SUPPLIED PASSAGE =>
..........
# Hey, Hey & G'day...Need help with this site!



## Rawlo (Jan 7, 2011)

G'day all, I'm all brand new to this site and just fumbling around around until I get to know it better...

Question, How do I add photo's of my smoken mare to my "Barn" I added her info but didn't have an available photo at the time, now I can't find an "add or upload picture". 

Also keep getting message I can't "message" until I've put up at least 5 posts, I do appoligise to Janita for not being able to reply to her yet. 

Any info on how to opperate this site smoothly would greatly be appreciated.

Cheers all, come on by & say G'day, as I also have no idea how to make friends here either. :lol:


----------



## mbender (Jul 22, 2009)

G'day mate welcome and someone here will help you with those questions
_Posted via Mobile Device_


----------



## RedTree (Jan 20, 2010)

heyy another Aussie woo 

okay first of for the barn thing, you have to go to your horse and then to the right of the screen there should be an upload button, if not maybe ask admin?

And I think you just have to make 5 posts to be able to do that lol one more post  I think it stops people getting spam from advertisment or something.. not to sure but there is a reason


----------



## mbender (Jul 22, 2009)

Hey Red! Saw the news on Australia. Where are you from that?
_Posted via Mobile Device_


----------



## Rawlo (Jan 7, 2011)

Hey Mbender, I'm not in QLD, but have many friends up there where it's all happening, there is wide devastation in the state of QLD but the positive to come from this is to see communities coming together no matter what race or religion to help there fellow neighbour.


----------



## Alwaysbehind (Jul 10, 2009)

Welcome to the forum.


----------



## mbender (Jul 22, 2009)

No kidding Rawlo! I am praying for those who are dealing with this devastating situation!
_Posted via Mobile Device_


----------
..........
Saved entries:
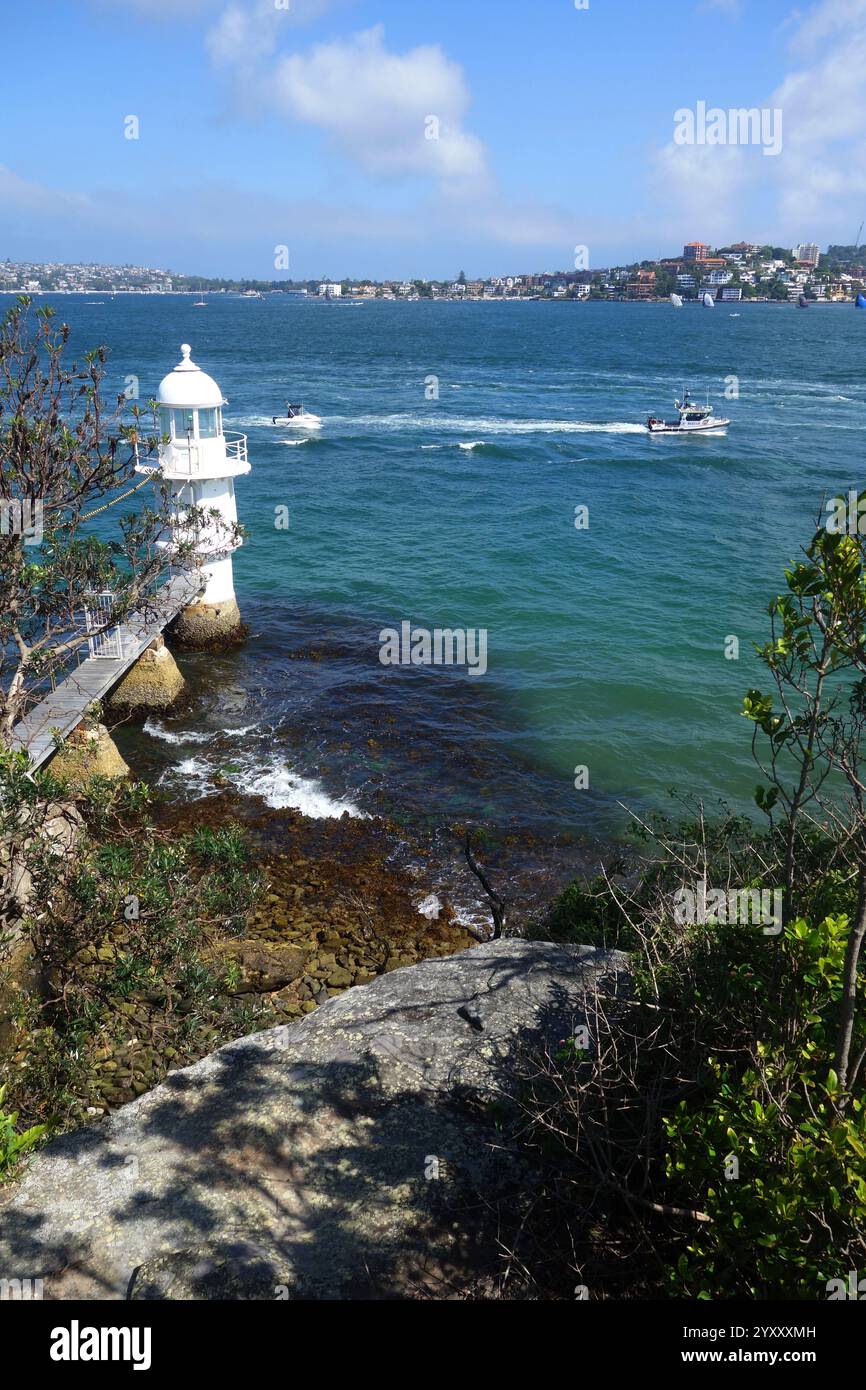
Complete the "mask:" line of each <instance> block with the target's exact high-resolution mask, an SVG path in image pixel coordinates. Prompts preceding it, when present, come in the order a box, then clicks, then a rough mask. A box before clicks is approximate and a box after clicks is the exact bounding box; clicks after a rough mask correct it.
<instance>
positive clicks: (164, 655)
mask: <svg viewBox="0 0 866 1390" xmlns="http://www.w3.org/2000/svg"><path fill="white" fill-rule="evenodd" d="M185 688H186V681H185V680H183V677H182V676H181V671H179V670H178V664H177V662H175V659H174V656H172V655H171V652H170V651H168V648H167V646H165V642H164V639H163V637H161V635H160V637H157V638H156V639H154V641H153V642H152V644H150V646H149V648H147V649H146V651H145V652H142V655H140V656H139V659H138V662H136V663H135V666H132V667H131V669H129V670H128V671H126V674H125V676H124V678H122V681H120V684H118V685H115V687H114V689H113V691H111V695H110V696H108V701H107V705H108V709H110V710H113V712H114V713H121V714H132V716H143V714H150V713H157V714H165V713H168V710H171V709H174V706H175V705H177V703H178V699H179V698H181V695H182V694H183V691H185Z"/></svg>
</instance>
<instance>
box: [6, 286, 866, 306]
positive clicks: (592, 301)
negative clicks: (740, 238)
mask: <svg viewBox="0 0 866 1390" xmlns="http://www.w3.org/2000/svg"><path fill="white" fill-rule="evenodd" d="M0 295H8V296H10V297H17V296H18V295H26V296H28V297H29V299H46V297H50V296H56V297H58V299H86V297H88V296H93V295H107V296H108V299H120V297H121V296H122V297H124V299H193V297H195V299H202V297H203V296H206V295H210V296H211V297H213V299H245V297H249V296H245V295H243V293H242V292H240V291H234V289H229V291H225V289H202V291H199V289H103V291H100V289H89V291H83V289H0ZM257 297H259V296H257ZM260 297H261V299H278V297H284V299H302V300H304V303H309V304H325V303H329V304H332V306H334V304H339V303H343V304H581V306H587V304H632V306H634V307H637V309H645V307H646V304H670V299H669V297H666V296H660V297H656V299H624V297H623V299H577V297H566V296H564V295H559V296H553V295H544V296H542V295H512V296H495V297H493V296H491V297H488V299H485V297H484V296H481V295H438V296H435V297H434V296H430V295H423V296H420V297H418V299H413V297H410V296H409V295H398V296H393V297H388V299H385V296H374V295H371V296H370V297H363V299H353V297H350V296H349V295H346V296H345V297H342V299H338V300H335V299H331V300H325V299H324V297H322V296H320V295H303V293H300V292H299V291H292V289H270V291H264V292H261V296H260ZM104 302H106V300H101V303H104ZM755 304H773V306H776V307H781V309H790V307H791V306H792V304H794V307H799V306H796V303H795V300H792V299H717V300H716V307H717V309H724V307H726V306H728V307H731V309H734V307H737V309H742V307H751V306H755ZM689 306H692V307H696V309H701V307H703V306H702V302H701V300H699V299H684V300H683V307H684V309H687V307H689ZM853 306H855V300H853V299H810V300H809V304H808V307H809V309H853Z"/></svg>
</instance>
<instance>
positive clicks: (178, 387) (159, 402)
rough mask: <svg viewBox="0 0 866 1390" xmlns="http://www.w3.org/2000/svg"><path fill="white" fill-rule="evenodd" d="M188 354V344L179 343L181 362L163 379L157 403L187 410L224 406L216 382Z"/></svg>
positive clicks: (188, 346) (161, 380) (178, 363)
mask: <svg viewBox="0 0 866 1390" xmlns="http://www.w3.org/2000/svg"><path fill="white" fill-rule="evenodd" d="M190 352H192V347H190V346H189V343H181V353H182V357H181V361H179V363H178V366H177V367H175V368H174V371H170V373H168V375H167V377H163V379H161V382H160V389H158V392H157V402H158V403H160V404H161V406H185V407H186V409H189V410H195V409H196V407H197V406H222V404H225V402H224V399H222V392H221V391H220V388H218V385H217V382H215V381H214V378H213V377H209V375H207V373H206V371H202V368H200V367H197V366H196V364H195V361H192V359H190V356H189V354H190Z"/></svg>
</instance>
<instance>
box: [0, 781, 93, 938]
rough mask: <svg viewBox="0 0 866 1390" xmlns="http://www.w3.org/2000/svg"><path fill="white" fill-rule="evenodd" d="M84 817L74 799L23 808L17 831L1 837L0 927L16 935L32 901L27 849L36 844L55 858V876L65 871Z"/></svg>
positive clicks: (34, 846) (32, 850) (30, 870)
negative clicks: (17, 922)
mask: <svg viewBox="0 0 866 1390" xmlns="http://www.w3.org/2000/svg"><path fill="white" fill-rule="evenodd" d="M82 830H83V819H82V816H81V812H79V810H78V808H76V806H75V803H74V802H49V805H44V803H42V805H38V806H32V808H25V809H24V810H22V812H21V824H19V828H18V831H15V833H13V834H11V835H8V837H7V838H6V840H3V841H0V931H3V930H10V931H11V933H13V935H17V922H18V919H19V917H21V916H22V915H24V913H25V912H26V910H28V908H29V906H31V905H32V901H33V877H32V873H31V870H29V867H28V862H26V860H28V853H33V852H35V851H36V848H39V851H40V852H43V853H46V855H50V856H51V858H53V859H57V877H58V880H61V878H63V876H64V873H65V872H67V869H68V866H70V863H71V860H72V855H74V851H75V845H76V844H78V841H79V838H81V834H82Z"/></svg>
..........
REQUIRED ACTIONS =>
1: Print the part of the forum thread starting at "Also keep getting" and ending at "greatly be appreciated.".
2: List every distinct username that appears as a poster in the forum thread.
3: Rewrite as a short bulleted list the paragraph of the forum thread that begins "Hey Mbender, I'm not in QLD", keeping its main facts.
The records are material separate from the forum thread.

TASK RESPONSES =>
1:
Also keep getting message I can't "message" until I've put up at least 5 posts, I do appoligise to Janita for not being able to reply to her yet. 

Any info on how to opperate this site smoothly would greatly be appreciated.

2: Rawlo, mbender, RedTree, Alwaysbehind

3:
- The writer is not in QLD but has many friends there.
- There is wide devastation in the state of QLD.
- A positive outcome is that communities are coming together, regardless of race or religion, to help their neighbors.